*** Opening of TASK DATA ***

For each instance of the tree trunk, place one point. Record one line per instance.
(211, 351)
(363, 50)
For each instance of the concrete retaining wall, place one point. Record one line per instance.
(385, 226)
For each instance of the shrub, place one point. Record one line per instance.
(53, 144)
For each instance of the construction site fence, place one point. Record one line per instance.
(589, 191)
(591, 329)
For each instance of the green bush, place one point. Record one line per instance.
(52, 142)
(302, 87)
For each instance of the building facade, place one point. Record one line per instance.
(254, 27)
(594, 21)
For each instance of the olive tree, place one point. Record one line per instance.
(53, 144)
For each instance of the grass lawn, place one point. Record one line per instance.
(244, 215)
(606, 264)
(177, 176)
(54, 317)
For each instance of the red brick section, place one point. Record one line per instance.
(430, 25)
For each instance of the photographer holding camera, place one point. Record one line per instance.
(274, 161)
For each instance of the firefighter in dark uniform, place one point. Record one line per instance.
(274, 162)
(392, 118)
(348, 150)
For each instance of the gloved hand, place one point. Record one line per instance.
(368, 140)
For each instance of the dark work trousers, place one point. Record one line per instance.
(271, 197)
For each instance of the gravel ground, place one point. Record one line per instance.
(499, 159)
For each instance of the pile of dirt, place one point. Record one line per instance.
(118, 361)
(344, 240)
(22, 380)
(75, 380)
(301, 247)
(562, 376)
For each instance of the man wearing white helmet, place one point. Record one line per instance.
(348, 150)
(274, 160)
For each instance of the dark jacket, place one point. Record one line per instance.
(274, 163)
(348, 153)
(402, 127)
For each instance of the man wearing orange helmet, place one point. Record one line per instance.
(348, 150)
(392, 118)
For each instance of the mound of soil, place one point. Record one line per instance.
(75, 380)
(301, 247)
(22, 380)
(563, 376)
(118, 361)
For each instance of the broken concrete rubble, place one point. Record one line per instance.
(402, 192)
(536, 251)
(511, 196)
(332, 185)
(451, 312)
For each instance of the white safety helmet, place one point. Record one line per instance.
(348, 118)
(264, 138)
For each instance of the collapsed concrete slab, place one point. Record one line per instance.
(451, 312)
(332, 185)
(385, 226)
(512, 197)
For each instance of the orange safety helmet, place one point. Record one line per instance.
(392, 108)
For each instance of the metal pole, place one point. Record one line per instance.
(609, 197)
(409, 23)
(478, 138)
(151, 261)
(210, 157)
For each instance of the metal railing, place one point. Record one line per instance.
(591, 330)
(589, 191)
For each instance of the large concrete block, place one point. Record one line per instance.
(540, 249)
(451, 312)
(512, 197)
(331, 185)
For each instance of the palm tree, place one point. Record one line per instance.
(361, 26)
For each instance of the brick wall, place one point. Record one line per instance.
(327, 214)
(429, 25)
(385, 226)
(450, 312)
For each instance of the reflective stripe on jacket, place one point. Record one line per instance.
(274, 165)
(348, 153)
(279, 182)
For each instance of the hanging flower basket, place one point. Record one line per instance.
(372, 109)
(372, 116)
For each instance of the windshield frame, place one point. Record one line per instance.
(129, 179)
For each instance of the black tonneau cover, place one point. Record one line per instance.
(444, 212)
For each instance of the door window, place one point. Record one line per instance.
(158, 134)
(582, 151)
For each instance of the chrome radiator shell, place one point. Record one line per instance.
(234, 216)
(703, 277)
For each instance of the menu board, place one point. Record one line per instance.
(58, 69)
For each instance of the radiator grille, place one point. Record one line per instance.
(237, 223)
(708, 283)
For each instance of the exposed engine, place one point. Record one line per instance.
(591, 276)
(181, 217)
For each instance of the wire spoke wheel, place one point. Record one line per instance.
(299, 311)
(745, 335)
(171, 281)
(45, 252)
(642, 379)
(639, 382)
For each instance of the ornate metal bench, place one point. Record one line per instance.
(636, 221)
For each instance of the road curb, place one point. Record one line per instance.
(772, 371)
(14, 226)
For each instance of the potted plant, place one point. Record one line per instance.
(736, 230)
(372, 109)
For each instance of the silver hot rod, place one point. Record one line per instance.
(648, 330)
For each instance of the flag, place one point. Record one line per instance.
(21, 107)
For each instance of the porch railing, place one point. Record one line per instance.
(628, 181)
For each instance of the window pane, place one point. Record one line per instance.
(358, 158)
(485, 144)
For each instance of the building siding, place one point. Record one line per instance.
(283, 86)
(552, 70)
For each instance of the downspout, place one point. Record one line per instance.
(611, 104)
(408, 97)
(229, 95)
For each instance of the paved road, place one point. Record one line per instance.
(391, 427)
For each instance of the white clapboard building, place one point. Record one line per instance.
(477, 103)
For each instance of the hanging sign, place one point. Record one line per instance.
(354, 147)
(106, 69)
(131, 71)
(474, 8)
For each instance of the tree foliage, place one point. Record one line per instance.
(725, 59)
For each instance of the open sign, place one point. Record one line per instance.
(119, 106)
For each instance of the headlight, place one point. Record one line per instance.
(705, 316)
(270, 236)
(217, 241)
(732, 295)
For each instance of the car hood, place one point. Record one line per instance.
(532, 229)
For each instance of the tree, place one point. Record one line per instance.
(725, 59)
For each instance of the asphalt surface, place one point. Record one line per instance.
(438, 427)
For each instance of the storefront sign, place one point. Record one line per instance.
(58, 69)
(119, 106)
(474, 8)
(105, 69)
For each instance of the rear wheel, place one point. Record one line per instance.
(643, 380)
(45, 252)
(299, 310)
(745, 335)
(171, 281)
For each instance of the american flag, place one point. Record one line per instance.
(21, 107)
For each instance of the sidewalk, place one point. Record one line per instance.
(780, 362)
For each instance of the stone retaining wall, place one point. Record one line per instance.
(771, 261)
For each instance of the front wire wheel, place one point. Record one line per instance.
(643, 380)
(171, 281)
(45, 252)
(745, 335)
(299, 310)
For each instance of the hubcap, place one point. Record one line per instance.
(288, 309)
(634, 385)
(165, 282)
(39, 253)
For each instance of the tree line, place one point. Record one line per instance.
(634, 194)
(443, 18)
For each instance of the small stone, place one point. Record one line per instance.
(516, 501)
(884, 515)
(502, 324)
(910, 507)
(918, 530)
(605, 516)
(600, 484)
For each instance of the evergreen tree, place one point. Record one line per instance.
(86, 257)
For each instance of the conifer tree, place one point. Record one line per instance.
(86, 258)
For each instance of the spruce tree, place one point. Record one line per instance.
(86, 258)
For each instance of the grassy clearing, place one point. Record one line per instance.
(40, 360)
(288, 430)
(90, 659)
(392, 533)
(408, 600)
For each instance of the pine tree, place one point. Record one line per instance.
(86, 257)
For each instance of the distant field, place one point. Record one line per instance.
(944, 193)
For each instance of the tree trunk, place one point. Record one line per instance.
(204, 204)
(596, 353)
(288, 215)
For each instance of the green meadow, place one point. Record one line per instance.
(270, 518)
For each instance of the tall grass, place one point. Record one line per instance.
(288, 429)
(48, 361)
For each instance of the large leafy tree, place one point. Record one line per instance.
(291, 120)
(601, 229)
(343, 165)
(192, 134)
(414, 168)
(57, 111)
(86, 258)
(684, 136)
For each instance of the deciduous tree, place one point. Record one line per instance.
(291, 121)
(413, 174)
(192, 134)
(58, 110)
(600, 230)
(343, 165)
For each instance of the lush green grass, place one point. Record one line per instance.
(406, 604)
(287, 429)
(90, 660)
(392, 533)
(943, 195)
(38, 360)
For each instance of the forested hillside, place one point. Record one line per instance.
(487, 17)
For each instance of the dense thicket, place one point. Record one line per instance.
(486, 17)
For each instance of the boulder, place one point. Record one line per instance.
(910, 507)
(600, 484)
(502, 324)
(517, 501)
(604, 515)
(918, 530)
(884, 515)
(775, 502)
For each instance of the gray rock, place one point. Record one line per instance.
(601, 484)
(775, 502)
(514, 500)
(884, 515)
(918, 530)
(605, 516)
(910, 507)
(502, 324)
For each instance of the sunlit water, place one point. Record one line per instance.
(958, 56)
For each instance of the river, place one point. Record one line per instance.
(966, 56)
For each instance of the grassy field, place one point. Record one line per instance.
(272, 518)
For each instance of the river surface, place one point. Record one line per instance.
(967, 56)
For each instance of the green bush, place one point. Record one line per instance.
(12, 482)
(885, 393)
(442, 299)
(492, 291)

*** Close of TASK DATA ***

_WORK REQUEST_.
Each line from the one holding "For each instance of the lush" through the last line of the data is to be transcribed exactly, with nothing else added.

_RESULT FOR THIS TASK_.
For each instance of the lush green grass, place one point. Record one line per instance.
(406, 604)
(287, 429)
(90, 660)
(392, 533)
(943, 195)
(38, 360)
For each instance of the forested hillside, place one point. Record one line per instance.
(487, 17)
For each instance of the dense thicket, place one point. Record one line per instance.
(486, 17)
For each instance of the boulder, place one point. Record one line per instance.
(910, 507)
(600, 484)
(502, 324)
(517, 501)
(604, 515)
(918, 530)
(884, 515)
(775, 502)
For each instance of the gray rock, place one point. Record one line per instance.
(601, 484)
(775, 502)
(514, 500)
(884, 515)
(918, 530)
(605, 516)
(910, 507)
(502, 324)
For each instance of the sunlit water, place one point. Record one line per instance.
(958, 56)
For each instance of the river, place one point. Record one line per instance.
(966, 56)
For each instance of the grassy field, place one point. Record one line per instance.
(272, 518)
For each instance of the river surface, place one point. Record one line per instance.
(967, 56)
For each instance of the green bush, place one point. Record one line per instance.
(12, 482)
(885, 393)
(442, 299)
(492, 291)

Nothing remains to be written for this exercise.